» BRIEF:
Revise the data below by changing every "POST /point" to "POST /locate" and keeping everything else the same. Leave the pictures out of your answer.

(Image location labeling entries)
=======

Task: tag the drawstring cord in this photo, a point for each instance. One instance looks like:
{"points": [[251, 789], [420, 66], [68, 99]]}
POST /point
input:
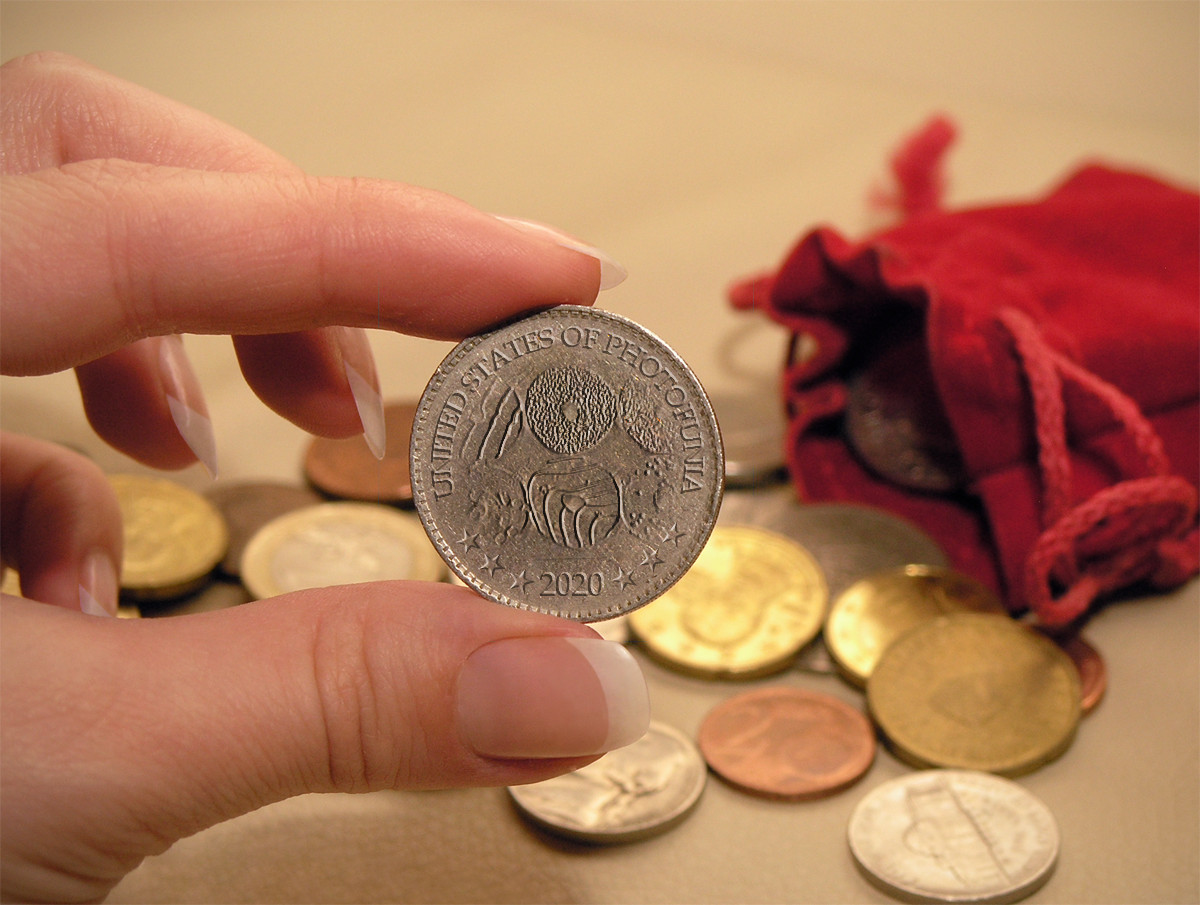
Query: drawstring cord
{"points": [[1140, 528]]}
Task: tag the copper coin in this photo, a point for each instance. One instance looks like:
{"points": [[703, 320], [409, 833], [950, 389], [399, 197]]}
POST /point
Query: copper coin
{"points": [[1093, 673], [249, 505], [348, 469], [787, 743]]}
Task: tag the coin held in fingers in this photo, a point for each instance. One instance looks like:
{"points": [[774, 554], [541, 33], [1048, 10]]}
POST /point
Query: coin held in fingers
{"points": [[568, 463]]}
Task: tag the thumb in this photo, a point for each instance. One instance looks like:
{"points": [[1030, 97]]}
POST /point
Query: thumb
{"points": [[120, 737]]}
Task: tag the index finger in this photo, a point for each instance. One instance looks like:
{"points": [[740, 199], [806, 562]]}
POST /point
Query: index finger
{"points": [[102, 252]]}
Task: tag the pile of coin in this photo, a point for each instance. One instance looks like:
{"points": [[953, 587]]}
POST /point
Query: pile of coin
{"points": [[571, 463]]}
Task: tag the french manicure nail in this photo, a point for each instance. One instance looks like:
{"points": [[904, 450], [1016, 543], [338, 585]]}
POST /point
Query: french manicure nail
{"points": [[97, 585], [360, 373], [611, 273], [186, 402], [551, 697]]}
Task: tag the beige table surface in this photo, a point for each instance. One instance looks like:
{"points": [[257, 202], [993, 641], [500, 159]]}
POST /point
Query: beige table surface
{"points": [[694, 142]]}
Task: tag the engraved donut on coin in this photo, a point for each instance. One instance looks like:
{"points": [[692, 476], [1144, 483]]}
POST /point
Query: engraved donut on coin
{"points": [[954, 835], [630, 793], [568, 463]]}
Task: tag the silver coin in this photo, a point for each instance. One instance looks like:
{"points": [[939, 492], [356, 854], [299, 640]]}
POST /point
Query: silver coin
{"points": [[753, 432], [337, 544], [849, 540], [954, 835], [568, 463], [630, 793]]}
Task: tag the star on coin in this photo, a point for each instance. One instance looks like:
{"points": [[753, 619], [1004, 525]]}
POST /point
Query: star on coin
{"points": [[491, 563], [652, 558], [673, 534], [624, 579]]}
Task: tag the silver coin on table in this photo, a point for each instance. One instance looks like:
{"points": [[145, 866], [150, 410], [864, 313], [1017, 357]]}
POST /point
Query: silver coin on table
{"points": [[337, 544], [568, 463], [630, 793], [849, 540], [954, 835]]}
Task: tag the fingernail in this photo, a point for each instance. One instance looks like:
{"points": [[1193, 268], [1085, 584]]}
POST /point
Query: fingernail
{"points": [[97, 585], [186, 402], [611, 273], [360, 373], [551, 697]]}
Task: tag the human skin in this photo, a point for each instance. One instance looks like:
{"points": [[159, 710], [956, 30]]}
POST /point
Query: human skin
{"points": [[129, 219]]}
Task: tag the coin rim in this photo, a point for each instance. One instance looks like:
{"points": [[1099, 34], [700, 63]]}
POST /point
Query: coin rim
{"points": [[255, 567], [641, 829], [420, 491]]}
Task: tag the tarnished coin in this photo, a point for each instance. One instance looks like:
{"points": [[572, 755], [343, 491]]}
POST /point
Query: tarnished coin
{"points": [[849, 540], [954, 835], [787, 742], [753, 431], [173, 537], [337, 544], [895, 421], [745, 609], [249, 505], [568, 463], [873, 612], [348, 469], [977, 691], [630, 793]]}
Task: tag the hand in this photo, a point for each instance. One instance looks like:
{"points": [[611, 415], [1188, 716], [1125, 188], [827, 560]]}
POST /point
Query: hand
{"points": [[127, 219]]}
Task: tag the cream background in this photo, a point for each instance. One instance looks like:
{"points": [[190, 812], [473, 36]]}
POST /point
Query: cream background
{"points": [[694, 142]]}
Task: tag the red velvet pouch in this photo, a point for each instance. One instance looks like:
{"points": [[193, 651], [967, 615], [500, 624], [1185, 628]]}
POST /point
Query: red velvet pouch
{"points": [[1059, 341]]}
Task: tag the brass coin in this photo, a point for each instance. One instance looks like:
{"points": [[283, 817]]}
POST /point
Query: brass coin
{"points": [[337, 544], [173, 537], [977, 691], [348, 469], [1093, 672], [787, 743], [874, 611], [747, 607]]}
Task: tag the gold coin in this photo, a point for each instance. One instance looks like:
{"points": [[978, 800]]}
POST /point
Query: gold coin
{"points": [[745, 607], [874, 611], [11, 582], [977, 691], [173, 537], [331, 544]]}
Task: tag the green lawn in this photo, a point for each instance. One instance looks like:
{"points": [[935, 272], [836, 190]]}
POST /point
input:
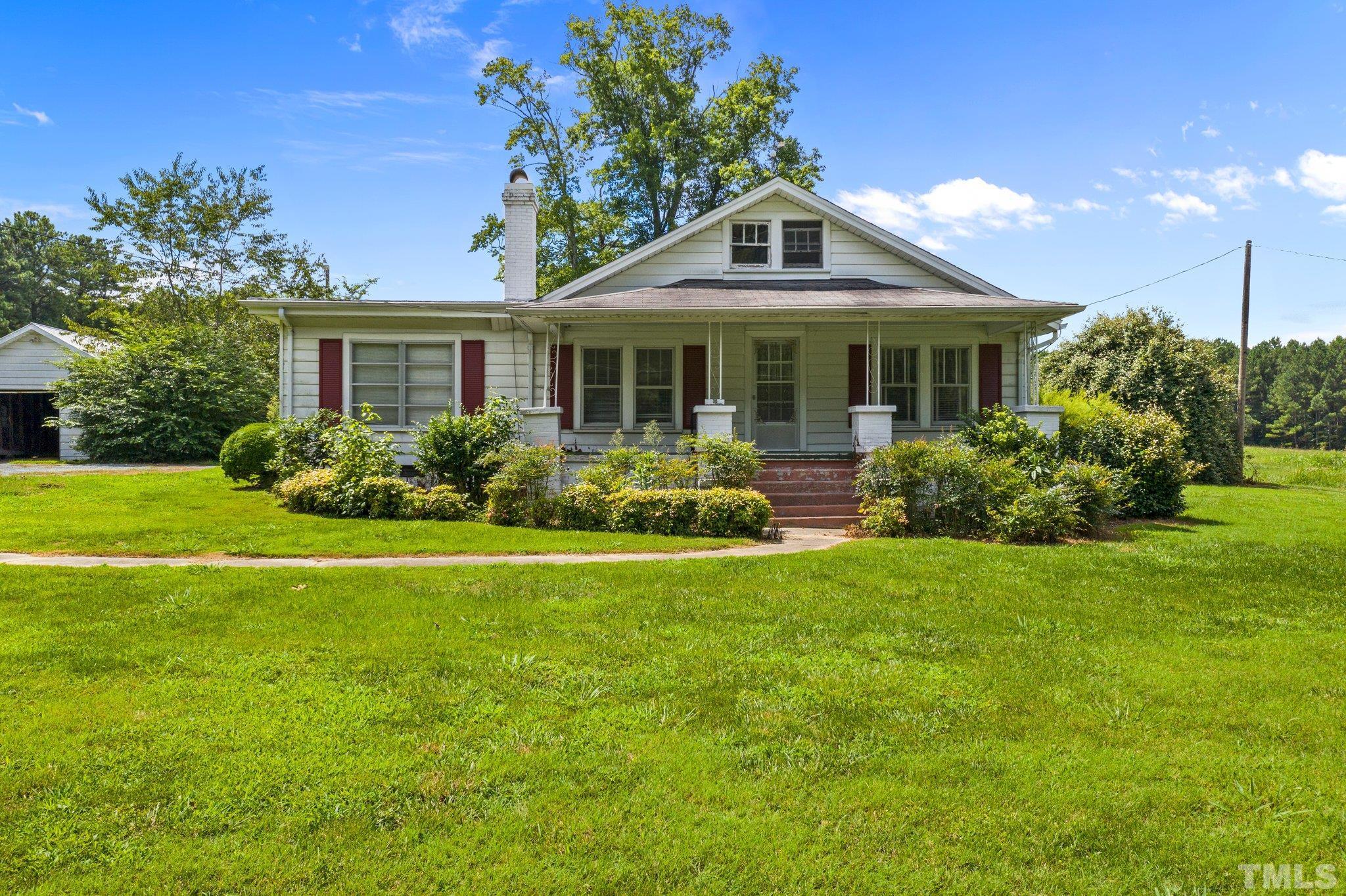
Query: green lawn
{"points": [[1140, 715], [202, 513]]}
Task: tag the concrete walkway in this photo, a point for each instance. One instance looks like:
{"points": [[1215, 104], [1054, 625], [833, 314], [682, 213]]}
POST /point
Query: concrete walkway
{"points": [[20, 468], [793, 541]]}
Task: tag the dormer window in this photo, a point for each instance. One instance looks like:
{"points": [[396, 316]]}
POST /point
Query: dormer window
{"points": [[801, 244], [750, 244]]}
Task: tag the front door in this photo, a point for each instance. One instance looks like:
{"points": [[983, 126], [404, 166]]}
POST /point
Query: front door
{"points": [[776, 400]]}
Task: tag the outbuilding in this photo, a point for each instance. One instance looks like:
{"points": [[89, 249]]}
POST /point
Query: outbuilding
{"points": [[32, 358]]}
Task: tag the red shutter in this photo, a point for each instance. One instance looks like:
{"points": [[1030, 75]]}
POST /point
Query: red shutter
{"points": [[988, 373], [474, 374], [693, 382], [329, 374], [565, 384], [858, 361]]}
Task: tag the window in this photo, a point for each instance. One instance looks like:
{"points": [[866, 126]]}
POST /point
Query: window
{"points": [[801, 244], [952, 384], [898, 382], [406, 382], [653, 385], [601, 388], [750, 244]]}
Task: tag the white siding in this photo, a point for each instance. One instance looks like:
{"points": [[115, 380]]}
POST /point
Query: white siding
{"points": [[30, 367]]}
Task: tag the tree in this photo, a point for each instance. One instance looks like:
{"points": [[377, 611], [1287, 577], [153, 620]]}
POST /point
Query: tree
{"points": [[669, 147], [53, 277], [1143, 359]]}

=======

» SOLUTION TO THIS TASK:
Task: tag the drawstring cord in this photo, a point for each instance. One instance looks like:
{"points": [[251, 789], [420, 66], [68, 99]]}
POST /locate
input:
Query: drawstring cord
{"points": [[1140, 528]]}
Task: tag the copper coin in this photo, a point for each instance. One instance looks like:
{"points": [[703, 320], [409, 833], [950, 389], [399, 197]]}
POST /locate
Query: copper coin
{"points": [[1093, 673], [249, 505], [348, 469], [787, 743]]}
Task: tag the coin held in fingers in this photo, a point for each instance. One instance looks like:
{"points": [[774, 554], [541, 33], [1048, 10]]}
POST /locate
Query: coin held in fingers
{"points": [[568, 463]]}
Task: tag the thumb in this photo, a point for each instance. One instance looks like:
{"points": [[1030, 97]]}
POST /locate
Query: thumb
{"points": [[120, 737]]}
Task: tag the index finger in this photo, a point for each instance. One instance looks like:
{"points": [[740, 199], [806, 562]]}
POST /locate
Query: index finger
{"points": [[102, 252]]}
Task: tag the pile of coin in this photo, a point for each instance. One instance looks like:
{"points": [[953, 587]]}
POST /locate
Query: pile of coin
{"points": [[571, 463]]}
Task: tag the french manicure nail in this photo, a point for each instance. One instance looks like:
{"points": [[904, 450], [1016, 543], [338, 585]]}
POST /locate
Query: french manicure nail
{"points": [[97, 585], [360, 373], [611, 273], [186, 402], [551, 697]]}
Task: tag the beige table surface in this photo, a point for each instance. One instance looks like:
{"points": [[257, 202], [993, 641], [500, 159]]}
POST /locate
Query: beige table surface
{"points": [[694, 142]]}
Task: tag the engraved donut on coin in this photo, a point for each instance. One instance looks like:
{"points": [[692, 476], [1144, 483]]}
POST /locate
Query: engraved donut on coin
{"points": [[954, 835], [630, 793], [568, 463]]}
Task: tag the silver coin in this photo, a point for each instance. One instance looks like:
{"points": [[939, 492], [356, 854], [299, 640]]}
POST /locate
Query: silver coin
{"points": [[753, 432], [337, 544], [849, 540], [954, 835], [568, 463], [630, 793]]}
Task: tag the star on coin in this photo, a point for each instance. One instance looks like:
{"points": [[753, 619], [1004, 525]]}
POST /locate
Query: star on coin
{"points": [[491, 563], [652, 558], [673, 534], [624, 579]]}
Task: tag the silver coin on table in this photo, a point for each instance. One instance looks like:
{"points": [[145, 866], [150, 410], [864, 313], [1017, 357]]}
POST /locate
Query: silver coin on table
{"points": [[337, 544], [568, 463], [630, 793], [849, 540], [954, 835]]}
Task: tag the fingernail in this photo, a point for each instance. One instance looks like:
{"points": [[1193, 268], [1085, 584]]}
POST /locate
Query: fingernail
{"points": [[97, 585], [186, 402], [611, 273], [360, 373], [551, 697]]}
Task: tag the human skin in this photo, a point for each instance. One instance looks like:
{"points": [[159, 710], [956, 30]]}
POST /locate
Query: human skin
{"points": [[129, 219]]}
Task: tag the coin rim in this photo, a point for each instance. One instance looks like:
{"points": [[1099, 34], [700, 63]]}
POST /locate
Query: coin rim
{"points": [[255, 567], [641, 829], [420, 491]]}
Task: tag the tarnished coin in this photo, a point for each instance. One instance looks like:
{"points": [[572, 755], [343, 491]]}
POST /locate
Query: tarnished coin
{"points": [[849, 540], [954, 835], [787, 742], [753, 431], [173, 537], [337, 544], [895, 421], [745, 609], [249, 505], [568, 463], [873, 612], [348, 469], [977, 691], [630, 793]]}
Task: tag the hand in this photo, a point for each instance. One instance looks like:
{"points": [[611, 415], [1188, 716], [1125, 188], [827, 560]]}
POST /locate
Query: hand
{"points": [[127, 219]]}
Task: tag the cream background in this photo, a point for each instance. One instance looks like:
{"points": [[190, 812], [473, 36]]}
POST /locate
Query: cream background
{"points": [[694, 142]]}
Task: tag the red velvet pouch in this photo, a point for each instance. One instance looks like:
{"points": [[193, 651], [967, 615], [500, 624], [1185, 628]]}
POST /locate
Query: red velvet pouch
{"points": [[1059, 341]]}
Task: tag the brass coin in this photo, a point for each instance. One instance looks like:
{"points": [[283, 817]]}
POST /locate
Query: brass coin
{"points": [[337, 544], [173, 537], [977, 691], [348, 469], [1093, 672], [787, 743], [874, 611], [747, 607]]}
Task: tag the gold coin in this photo, a point for each instance. One instance looks like:
{"points": [[978, 800]]}
POST /locate
Query: gold coin
{"points": [[745, 607], [874, 611], [11, 582], [977, 691], [173, 537], [331, 544]]}
Task: tag the green lawn in this photo, a point for each instance. One instance looks like:
{"points": [[935, 272], [836, 190]]}
POST /locate
input:
Query: green lawn
{"points": [[1140, 715], [202, 513]]}
Task: tag the concrete walkway in this photo, a point for each instance. One instance looks like:
{"points": [[1215, 104], [1054, 625], [833, 314], [682, 213]]}
POST /locate
Query: concrete walkway
{"points": [[20, 468], [793, 541]]}
Task: tag the dormer window in this photo, a point for each instance. One instance looks like:
{"points": [[396, 316]]}
POST /locate
Query: dormer window
{"points": [[801, 244], [750, 244]]}
Task: tag the front door in this photo, a point for each instance. One instance looks like:
{"points": [[983, 126], [404, 166]]}
POST /locate
Query: front door
{"points": [[776, 400]]}
Task: tag the outbuilding in this photo, a point for each instance. One instance looks like:
{"points": [[89, 249]]}
POST /locate
Query: outbuilding
{"points": [[32, 358]]}
Task: tag the red shutter in this photo, a point for each instance. One instance looks like:
{"points": [[1030, 75]]}
POST /locate
Query: red shutter
{"points": [[988, 373], [474, 374], [693, 382], [329, 374], [565, 384], [858, 361]]}
Task: tag the window in this photo, a point for each instance. One instance looks like:
{"points": [[866, 126]]}
POST /locate
Query: window
{"points": [[801, 244], [952, 384], [898, 382], [406, 382], [653, 385], [601, 388], [750, 244]]}
Task: tag the white siding in this photo, a point for each instance. One instance looks like:
{"points": [[115, 380]]}
POST /locate
Query: white siding
{"points": [[30, 367]]}
Task: tag the tree in this photo, a point for each instance. One instance looks like:
{"points": [[377, 611], [1287, 577], [153, 620]]}
POST /locate
Query: tree
{"points": [[669, 147], [53, 277], [1143, 359]]}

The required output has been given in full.